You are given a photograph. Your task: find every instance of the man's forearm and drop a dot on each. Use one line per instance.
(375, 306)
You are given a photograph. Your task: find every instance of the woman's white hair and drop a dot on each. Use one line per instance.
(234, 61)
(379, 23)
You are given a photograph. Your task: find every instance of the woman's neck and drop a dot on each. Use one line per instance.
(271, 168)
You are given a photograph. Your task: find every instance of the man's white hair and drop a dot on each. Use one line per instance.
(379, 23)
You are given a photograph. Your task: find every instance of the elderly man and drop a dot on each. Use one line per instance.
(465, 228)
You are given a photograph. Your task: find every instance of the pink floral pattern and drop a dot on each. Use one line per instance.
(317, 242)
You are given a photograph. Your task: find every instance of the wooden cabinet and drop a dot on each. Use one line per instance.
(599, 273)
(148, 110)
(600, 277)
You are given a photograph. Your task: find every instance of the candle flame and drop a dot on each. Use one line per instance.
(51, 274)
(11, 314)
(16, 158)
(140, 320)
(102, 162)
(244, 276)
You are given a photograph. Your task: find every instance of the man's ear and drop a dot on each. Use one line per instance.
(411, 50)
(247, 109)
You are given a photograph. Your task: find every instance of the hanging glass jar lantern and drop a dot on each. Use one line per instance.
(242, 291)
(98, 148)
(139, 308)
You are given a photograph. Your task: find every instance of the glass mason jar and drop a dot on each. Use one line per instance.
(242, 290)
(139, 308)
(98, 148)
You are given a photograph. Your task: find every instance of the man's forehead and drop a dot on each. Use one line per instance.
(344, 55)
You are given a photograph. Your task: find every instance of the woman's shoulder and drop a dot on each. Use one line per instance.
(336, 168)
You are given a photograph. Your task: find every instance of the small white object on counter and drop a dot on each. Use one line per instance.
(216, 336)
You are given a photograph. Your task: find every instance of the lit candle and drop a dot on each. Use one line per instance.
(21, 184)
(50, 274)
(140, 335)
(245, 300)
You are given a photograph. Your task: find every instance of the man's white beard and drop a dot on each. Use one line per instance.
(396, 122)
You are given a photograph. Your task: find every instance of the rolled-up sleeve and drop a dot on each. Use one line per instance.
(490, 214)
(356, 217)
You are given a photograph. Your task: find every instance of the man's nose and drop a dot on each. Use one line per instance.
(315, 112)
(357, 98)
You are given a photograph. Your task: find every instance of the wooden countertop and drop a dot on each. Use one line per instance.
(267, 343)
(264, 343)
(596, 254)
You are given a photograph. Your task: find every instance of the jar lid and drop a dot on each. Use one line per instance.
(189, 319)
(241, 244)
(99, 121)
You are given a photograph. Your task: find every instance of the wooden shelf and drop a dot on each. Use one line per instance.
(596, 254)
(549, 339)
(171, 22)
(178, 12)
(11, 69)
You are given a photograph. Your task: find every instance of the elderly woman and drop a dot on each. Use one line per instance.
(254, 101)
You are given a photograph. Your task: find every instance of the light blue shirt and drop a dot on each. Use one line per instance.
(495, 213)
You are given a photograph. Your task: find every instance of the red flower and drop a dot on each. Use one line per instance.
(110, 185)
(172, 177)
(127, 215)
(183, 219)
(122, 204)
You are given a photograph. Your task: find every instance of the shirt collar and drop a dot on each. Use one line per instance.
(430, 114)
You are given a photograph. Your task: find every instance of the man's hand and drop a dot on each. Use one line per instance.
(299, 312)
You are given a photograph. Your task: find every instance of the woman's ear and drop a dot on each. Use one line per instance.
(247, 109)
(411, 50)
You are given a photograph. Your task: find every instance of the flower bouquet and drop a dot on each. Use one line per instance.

### Exercise aim:
Please write out all of the records above, character for character.

### Answer section:
You are given a photograph. Your task: find every instance of the man's forearm and drop a dot on each. Use one line per instance.
(375, 306)
You are given a photograph. Your task: find every instance of the woman's white hair and drop a dot on each. Use one line per instance.
(234, 61)
(379, 23)
You are given a photograph. Your task: find every instance of the woman's neck and drop a dot on each. Use one line per instance.
(271, 168)
You are given a photograph. Your task: find every instance of the man's white hair and drop a dot on each. Use one line per instance.
(379, 23)
You are given a photograph. Your task: find every instance of the elderly man and drop a dot on each. Use one line per instance.
(465, 228)
You are given a photograph. Your task: find every instance of the pink floral pattern and drop a dot on each. Use one line per instance.
(317, 242)
You are given a photograph. Your task: find every instance of the wooden cabinet and drop a dot on each. Use one line per instance.
(599, 273)
(148, 110)
(600, 277)
You are given a photograph. Your task: find every instance of the candle flame and drop a dot on each. Use one line per instance.
(51, 274)
(11, 314)
(16, 158)
(140, 320)
(102, 162)
(244, 276)
You are given a photograph. Your task: find every instance of the man's ear and drop a dot on each. Use one line per instance.
(411, 50)
(247, 109)
You are given a photograph. Your task: find every instance of the hanging glass jar lantern and drop a dot on each. Use one line per instance.
(242, 291)
(98, 148)
(139, 308)
You are given a photograph. Your task: find every instance of the glass mason jar and drop a dot on each. Use one line per instance.
(242, 290)
(139, 308)
(98, 148)
You are given a photograph. Your task: find every instance of the man's forehead and drop a dot on each. Use one line per instance.
(344, 55)
You are given a photograph. Your task: find every instance of the woman's shoulder and drop a dot on each. Use one line per instance.
(336, 168)
You are given a photograph. Your task: find every instance of the small white object on counter and drop a dot on each. Use one line per instance.
(216, 336)
You are given a photograph. Your task: find every instance of the lit candle and drop a dot on each. Use one line per instance.
(21, 184)
(50, 274)
(140, 335)
(245, 300)
You are given a photograph. Your task: find every instance of the man's white beard and drop a dot on each. Use one line per instance.
(396, 122)
You are given a photograph. Your task: find every instance of the rolled-up sleeve and drop a dot on each. Use one line per instance.
(490, 214)
(356, 217)
You are given a photograph. Your task: find every instance of the man's nose and drop a dot on each. Use one line per instance.
(315, 112)
(357, 98)
You are given a photograph. Your task: find every instance of the wooden countertop and drop a dot on each. Use one line per instance.
(267, 343)
(264, 343)
(596, 254)
You are given a photograph. Your task: find every instance of the jar lid and drop a dot on each. Use one line per instance.
(189, 319)
(241, 244)
(99, 121)
You are given a photograph. Your task: find every instance of the wooden shelf and drop a dot on each. Use one line per instance.
(596, 254)
(549, 339)
(171, 22)
(178, 12)
(11, 69)
You are given a photograph. Your task: find every instance of the elderly woman and drop a dot on each. Use one line per instance.
(254, 101)
You are given a photograph. Your task: find every instance of the light blue shirt and drop a dot on each. Use one line per instance.
(495, 213)
You are given a photograph. Your task: find every instance of the red flower and drop a dot on each. Use one line per instance.
(110, 185)
(172, 177)
(127, 215)
(183, 219)
(122, 204)
You are given a photograph. Your task: find every instance of the shirt collar and drop a dot on each. Use one line per instance.
(430, 114)
You are given a photograph. Your task: find every instance of the man's hand and drop a dot on each. Use one line per instance.
(299, 312)
You are given a photograph. Your task: find every instance of the woman's ear and drop a dot on each. Use one line per instance.
(247, 109)
(411, 50)
You are given a photograph. Your task: find every instance of the flower bouquet and drop a dot on each. Use one line per instance.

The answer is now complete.